* **WRITTEN TASK 1**:
Answer these questions about the congestion pricing text, one answer per line, marked (a) and (b).
(a) What two kinds of technology does the text name for collecting tolls?
(b) Which group of people does the text say any sort of tolling will hit harder?

When traffic is stop/go/stop/go, you pay for it in time and frustration. And you may have to start paying more in cash.
Oregon may start charging fees to drive on interstates and freeways at peak hours. It could help reduce traffic and give people a nudge to bike, walk, take transit or skip a trip.
The idea is congestion pricing. You would pay a toll or an additional toll for driving during peak traffic times. Technology could be used to simplify collection so you don’t have to slow down and chuck coins into a bin. There could be cameras that read your license plate or readers that detect a sticker on your car.
Congestion pricing is already permitted under Oregon law. The state has new draft rules that update the law.
There are, at least, three problems. Oregon is not going to be greener if it implements congestion pricing and the only thing it does is change when people drive. Any sort of tolling will hit low-income people harder. And there are going to be concerns about privacy depending on the technology used.
ODOT officials know that. It doesn’t make it easier though to work around them.

* **WRITTEN TASK 2**:
Rewrite the part of the records that opens with the line containing "target: white four-petaled flower" and runs through the last line of the records, with both ends included and every line kept, requests included. Multiply each point coordinate in the answers by 0.35, and round each result to a whole number, with halves rounded up.

* **INPUT**:
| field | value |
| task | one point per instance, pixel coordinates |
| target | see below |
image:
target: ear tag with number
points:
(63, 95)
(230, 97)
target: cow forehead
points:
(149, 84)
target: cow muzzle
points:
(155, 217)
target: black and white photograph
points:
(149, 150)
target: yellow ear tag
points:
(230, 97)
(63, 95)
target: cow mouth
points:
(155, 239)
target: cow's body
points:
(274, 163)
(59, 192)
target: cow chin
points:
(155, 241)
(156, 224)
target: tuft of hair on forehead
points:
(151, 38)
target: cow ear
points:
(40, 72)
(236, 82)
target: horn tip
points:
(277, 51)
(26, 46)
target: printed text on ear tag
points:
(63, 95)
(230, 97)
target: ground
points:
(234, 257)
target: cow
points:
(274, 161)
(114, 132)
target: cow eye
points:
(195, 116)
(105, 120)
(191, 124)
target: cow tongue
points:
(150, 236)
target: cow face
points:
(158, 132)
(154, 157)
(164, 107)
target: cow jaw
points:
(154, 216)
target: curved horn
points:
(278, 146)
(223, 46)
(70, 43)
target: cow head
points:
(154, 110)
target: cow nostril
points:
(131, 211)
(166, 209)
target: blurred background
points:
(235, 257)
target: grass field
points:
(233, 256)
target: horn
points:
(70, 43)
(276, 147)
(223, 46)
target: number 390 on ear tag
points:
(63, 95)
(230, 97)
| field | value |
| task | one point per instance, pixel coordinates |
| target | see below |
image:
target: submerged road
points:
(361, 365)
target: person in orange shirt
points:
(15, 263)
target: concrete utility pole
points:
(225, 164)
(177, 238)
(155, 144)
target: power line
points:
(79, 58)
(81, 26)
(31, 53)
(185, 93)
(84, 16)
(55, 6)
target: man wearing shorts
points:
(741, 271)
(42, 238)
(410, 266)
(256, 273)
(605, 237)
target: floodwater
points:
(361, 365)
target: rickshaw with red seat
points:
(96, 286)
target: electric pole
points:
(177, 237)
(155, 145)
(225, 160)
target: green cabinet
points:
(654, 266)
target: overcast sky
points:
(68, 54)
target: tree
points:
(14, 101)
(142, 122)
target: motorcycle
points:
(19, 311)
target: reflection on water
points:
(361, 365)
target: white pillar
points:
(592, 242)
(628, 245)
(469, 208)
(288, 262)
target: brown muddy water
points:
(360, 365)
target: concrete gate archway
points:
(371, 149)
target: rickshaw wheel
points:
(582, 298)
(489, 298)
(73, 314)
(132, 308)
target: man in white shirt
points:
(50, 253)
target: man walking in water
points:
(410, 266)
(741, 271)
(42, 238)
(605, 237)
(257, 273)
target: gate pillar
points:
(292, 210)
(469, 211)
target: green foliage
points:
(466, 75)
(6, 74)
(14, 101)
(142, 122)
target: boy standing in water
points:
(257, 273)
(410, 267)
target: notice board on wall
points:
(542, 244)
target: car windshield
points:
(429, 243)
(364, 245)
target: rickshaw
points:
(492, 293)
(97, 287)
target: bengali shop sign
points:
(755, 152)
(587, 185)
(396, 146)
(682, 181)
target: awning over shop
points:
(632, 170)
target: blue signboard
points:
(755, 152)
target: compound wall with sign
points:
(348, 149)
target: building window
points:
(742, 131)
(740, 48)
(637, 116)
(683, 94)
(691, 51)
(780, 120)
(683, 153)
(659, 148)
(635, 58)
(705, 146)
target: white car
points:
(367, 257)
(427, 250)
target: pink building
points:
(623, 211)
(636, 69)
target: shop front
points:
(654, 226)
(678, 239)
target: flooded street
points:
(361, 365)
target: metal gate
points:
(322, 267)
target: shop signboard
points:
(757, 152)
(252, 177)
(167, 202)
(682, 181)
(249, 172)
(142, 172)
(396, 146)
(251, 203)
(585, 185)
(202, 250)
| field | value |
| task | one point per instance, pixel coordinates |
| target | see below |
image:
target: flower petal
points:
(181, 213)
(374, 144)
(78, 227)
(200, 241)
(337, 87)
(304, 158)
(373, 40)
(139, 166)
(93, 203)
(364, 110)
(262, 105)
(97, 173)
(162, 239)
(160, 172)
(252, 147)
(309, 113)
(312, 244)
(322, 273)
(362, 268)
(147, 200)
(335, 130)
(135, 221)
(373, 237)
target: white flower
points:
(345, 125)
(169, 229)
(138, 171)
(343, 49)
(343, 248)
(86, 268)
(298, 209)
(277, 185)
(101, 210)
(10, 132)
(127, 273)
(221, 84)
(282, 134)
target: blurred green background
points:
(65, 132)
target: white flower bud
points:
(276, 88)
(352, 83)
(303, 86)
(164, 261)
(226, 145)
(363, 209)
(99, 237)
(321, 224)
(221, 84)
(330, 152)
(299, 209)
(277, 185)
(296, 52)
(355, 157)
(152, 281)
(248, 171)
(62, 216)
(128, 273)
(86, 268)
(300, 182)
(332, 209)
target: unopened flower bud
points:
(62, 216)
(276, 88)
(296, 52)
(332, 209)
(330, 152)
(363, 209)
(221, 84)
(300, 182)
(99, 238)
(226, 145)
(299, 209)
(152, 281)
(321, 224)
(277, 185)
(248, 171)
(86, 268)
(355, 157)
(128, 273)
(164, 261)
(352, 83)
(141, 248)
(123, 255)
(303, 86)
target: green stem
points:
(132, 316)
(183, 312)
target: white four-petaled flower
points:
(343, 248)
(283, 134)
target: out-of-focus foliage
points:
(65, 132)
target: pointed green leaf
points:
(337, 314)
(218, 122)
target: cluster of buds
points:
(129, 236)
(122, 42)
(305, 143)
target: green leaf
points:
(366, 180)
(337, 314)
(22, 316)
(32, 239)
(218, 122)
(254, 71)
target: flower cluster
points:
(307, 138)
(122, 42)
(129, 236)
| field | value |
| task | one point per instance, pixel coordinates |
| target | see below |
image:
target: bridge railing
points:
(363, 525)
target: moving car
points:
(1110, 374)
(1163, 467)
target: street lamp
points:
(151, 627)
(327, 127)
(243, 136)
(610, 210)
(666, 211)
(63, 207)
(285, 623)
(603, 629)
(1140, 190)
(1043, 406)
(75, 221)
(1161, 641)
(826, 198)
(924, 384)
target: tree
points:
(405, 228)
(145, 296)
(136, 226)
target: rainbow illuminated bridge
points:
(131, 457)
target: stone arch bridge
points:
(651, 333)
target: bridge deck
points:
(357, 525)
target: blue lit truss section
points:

* **EXERCISE RESULT 1**:
(a) Cameras that read your license plate, and readers that detect a sticker on your car.
(b) Low-income people.

* **EXERCISE RESULT 2**:
target: white four-petaled flower
points:
(120, 87)
(99, 47)
target: out-of-focus foliage
points:
(23, 46)
target: pointed green leaf
points:
(118, 110)
(76, 43)
target: cluster of buds
points:
(45, 83)
(43, 15)
(107, 50)
target: green leaf
points:
(128, 63)
(118, 110)
(8, 111)
(11, 84)
(76, 43)
(89, 25)
target: flower cluster
points:
(107, 48)
(43, 15)
(45, 83)
| field | value |
| task | one point per instance, pixel coordinates |
| target | see below |
image:
target: bridge railing
points:
(127, 184)
target: moving car
points:
(389, 131)
(407, 163)
target: street lamp
points:
(53, 219)
(114, 44)
(85, 48)
(214, 74)
(233, 74)
(22, 72)
(100, 218)
(211, 220)
(399, 67)
(365, 142)
(26, 77)
(406, 224)
(289, 69)
(323, 134)
target: tree
points:
(142, 80)
(51, 104)
(48, 79)
target: rainbow illuminated bridge
points:
(46, 160)
target: stone arch bridge
points:
(228, 117)
target: bridge deck
points:
(125, 184)
target: blue lit truss section
points:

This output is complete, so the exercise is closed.